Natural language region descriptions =
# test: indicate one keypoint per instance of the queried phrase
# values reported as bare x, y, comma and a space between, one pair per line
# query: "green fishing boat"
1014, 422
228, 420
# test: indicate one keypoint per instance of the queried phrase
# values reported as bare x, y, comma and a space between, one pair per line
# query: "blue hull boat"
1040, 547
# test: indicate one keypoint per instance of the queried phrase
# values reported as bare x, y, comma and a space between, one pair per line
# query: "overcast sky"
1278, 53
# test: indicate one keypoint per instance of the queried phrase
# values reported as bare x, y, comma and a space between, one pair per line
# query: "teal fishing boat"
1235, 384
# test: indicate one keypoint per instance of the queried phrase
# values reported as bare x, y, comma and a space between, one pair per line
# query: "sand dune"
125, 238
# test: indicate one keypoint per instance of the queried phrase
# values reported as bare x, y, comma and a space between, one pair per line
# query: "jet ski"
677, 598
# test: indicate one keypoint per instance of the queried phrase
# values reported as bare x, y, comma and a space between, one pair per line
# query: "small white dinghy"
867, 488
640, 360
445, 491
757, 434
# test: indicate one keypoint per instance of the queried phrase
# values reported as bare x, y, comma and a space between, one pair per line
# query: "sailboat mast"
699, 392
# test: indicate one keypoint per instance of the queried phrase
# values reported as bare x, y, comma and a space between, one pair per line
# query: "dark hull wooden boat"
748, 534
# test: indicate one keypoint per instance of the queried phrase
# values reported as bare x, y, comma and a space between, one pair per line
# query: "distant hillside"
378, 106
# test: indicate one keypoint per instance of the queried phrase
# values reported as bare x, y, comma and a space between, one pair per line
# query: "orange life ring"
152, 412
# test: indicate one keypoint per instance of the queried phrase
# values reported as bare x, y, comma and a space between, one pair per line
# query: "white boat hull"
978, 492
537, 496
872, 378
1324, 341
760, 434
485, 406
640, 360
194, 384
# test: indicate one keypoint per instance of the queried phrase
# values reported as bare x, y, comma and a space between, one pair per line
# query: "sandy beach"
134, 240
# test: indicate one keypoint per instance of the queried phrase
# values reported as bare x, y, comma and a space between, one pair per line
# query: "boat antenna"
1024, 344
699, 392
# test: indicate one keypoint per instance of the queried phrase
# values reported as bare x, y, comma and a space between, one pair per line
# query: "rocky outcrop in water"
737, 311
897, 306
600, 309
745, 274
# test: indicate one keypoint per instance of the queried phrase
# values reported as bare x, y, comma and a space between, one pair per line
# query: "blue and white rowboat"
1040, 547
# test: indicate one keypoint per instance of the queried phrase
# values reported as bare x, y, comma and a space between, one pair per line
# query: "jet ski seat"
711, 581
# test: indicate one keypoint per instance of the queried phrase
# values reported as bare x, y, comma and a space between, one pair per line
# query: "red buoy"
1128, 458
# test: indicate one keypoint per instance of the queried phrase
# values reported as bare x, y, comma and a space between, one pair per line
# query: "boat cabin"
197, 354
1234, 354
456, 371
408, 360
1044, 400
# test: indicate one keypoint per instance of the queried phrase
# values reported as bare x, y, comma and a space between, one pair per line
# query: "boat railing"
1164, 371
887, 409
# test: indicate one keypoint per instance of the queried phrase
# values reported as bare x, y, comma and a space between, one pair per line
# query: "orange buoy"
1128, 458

Exercise goal =
Nothing in the records above may differ in your copy; retype them in full.

Response below =
# test: indicate one keypoint per instance of the queried phrase
# values reported as bare x, y, comma and a space between, one pair per line
# query: "green fishing boat"
1014, 422
228, 420
# test: indicate one keypoint per instance of the queried phrase
# values reported as bare x, y, comma and a space between, one pair per line
# query: "blue hull boat"
1040, 547
# test: indicate one keypoint per instance of the queried phrase
# values reported as bare x, y, comma and a space between, one pair per line
# query: "overcast sky"
1278, 53
# test: indicate one keypoint per instance of the queried phrase
# values reported as bare x, y, comma and a space between, one pair per line
# query: "teal fishing boat"
1235, 384
# test: indicate one keypoint per instance of the queried phrase
# values reported as bare x, y, comma and a space between, one pair per line
# query: "sand dune"
125, 238
# test: indicate one keypoint per instance of the queried phrase
# values reported as bare x, y, comma and a space between, one pair per line
# query: "jet ski"
677, 598
# test: indicate one keypoint per instance of the queried phrase
# values reported as bare x, y, comma and a space between, one pair per line
# query: "small white dinghy"
867, 488
640, 360
445, 491
757, 434
# test: indicate one keypoint per instance of the queried phrase
# values reported as bare x, y, comma and a space between, one pair per line
# query: "sailboat mast"
699, 392
# test: indicate one keypoint per instance of the queried phrase
# values reported as bare x, y, comma and a space between, one pair per line
# query: "dark hull wooden boat"
748, 534
# test: indicate one keypoint per instance of the queried phrase
# values reported as bare x, y, comma and a space between, one pair per line
# query: "distant hillside"
378, 106
# test: indicate one keypoint per instance of the queried phrase
# values reported as bare x, y, comma and a space between, one pair per line
# query: "orange life ring"
152, 412
# test: indicate one keypoint per instance of the queried phrase
# values reported as bare x, y, comma and a space between, one pair per line
# query: "white boat hull"
978, 492
537, 496
872, 378
1324, 341
760, 434
485, 406
640, 360
194, 384
# test: indicate one keypoint per instance of the queried phrase
# values reported as bare x, y, comma and a space between, one pair per line
# query: "sandy beach"
134, 240
# test: indicate one keypoint per instance of the queried phrase
# values reported as bare x, y, comma and a space between, one pair per line
# query: "boat antenna"
1024, 344
699, 392
# test: indicate one keypoint per instance of the queried phrase
# values reported as bare x, y, comma and a space between, one pair per line
# query: "rocky outcrop in water"
737, 311
897, 306
600, 309
745, 274
# test: indicate one keypoint per instance of the queried phrase
# values reported as bare x, y, comma and a space between, one pair per line
# query: "blue and white rowboat"
1040, 547
# test: indicate one keypoint per instance of the queried phrase
# values reported as bare x, y, comma and a space between, one pair per line
# query: "jet ski seat"
711, 581
# test: indicate one keypoint per instance of the queried phrase
# values reported as bare x, y, comma and a space between, one pair per line
# query: "red buoy"
1128, 458
# test: indicate one keypoint per instance of the queried phrase
# values reported as bare x, y, comma and a space between, one pair per line
# query: "boat cabin"
197, 354
1234, 354
456, 371
408, 360
1044, 400
# test: indicate one keypoint per instance of the queried phrase
# values reported as bare x, y, comma and a space between, one pair per line
# query: "boat railing"
1164, 371
887, 409
# test: indicate one keypoint per instance of the queried phrase
# values reported as bare x, y, comma and a space between, one pair per line
# query: "orange buoy"
1128, 458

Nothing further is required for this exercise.